# REQUIRED ACTIONS
[A] In the passage on Cuba and sustainability, what share of Cuba's land is officially designated "Protected Areas"?
[B] Using the passage on Cuba and sustainability, say whether each statement agrees with it, and quote the deciding words: (i) In 1989 Cuba ranked higher than the U.S. on the Overseas Development Council's Physical Quality of Life Index. (ii) Cuba Solar won the Alternative Nobel Prize/Right Livelihood Award. (iii) Cuba's scientists work in 300 research institutes across the island.

# SELECTED TEXT
──────────
"One ecosystem, one world, one planet… From high above, what we need to do is so obvious — work together…"
In its 2006 Sustainability Index Report, the World Wildlife Fund, utilizing a combination of the United Nations Human Development Index (a measure of how well a nation is meeting its nutrition, water, health care, and education needs, etc.) and the Ecological Footprint (natural resource use per capita) determined that there is only one nation in the world that is currently living sustainably – and that nation is CUBA.
How did Cuba, a small island nation of 11,000,000 people, struggling with issues of poverty, the U.S. embargo, and devastating annual hurricanes, achieve this extraordinary distinction? And what can environmentalists in the U.S. learn from Cuba’s struggles and successes?
Travel with Eco Cuba Network to Cuba and find out for yourself!
Throughout the 1960's, 70's and 80's, the Cuban people enjoyed the highest quality-of-life indices in Latin America, rivaling the United States and other countries of the developed world. Cuba was internationally praised as the one developing country that had eradicated hunger and the World Health Organization touted the Cuban health care system as a "model for the world." As early as 1989, Cuba ranked 11th in the world in the Overseas Development Council's Physical Quality of Life Index, (which includes infant mortality, life expectancy and literacy) while the U.S. ranked 15th.
After the setbacks of the 1990's, caused by the dissolution of the Soviet Union and the tightening of the U.S. Embargo, Cuba's quality of life indices did decline slightly for a few years, but then steadily improved. Denied their former imports of petroleum products and pharmaceuticals, Cuba's 35,000 scientists, operating in 200 research institutes across the island, began to explore indigenous and more sustainable ways to meet their food, medicine and energy needs. Extraordinary innovations in organic agriculture and urban gardens earned Cuban agriculturists the Alternative Nobel Prize/Right Livelihood Award; advances in renewable energy including solar, wind, micro-hydro, biogas, and biomass, and island-wide energy efficiency campaigns earned the Cuban NGO Cuba Solar, the UN Global 500 award; and the development of alternative and traditional health care practices earned Cuba recognition by the UN Development Council, as one of the five most important projects in health care internationally.
Cuba was the first nation to complete its biodiversity census after the Rio Earth Summit in 1992; 22% of its land is officially designated "Protected Areas"; it's coral reefs are healthy (Jacques Cousteau used to say that whenever he was in despair about the state of the world's ocean ecosystems, he thought of Cuba and his hope was rejuvenated); and it is one of the few nations in the world to have increased its percentage of forested land in the past several decades.
──────────
# DATA EXCERPTS
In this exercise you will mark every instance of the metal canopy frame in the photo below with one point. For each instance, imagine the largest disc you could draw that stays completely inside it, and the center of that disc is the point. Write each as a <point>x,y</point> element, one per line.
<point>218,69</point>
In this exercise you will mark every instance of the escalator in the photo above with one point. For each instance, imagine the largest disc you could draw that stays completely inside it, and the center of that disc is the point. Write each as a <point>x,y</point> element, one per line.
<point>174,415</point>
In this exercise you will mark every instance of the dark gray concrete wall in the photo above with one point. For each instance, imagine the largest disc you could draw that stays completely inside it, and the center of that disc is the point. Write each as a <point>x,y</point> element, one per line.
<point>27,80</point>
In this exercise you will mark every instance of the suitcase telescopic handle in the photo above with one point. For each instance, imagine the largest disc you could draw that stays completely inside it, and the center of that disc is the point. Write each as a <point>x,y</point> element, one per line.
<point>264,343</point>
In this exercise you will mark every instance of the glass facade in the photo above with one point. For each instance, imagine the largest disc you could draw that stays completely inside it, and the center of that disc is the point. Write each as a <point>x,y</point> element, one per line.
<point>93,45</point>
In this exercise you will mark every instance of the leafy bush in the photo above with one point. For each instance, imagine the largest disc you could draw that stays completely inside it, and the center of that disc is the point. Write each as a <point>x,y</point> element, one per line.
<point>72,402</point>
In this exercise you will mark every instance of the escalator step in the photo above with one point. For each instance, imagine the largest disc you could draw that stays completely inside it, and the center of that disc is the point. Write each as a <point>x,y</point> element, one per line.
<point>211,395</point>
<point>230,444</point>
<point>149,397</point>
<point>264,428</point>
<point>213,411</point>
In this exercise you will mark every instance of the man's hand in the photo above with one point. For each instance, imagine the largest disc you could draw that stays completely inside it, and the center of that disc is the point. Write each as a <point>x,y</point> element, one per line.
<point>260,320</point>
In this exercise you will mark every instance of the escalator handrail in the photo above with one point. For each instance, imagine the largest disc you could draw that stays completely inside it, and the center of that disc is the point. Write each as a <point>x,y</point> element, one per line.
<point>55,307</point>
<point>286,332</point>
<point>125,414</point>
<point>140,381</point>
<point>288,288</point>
──────────
# ANSWERS TO EACH TASK
[A] 22%

[B]
(i) Yes: "Cuba ranked 11th in the world in the Overseas Development Council's Physical Quality of Life Index, (which includes infant mortality, life expectancy and literacy) while the U.S. ranked 15th."
(ii) No: "earned the Cuban NGO Cuba Solar, the UN Global 500 award"
(iii) No: "Cuba's 35,000 scientists, operating in 200 research institutes across the island"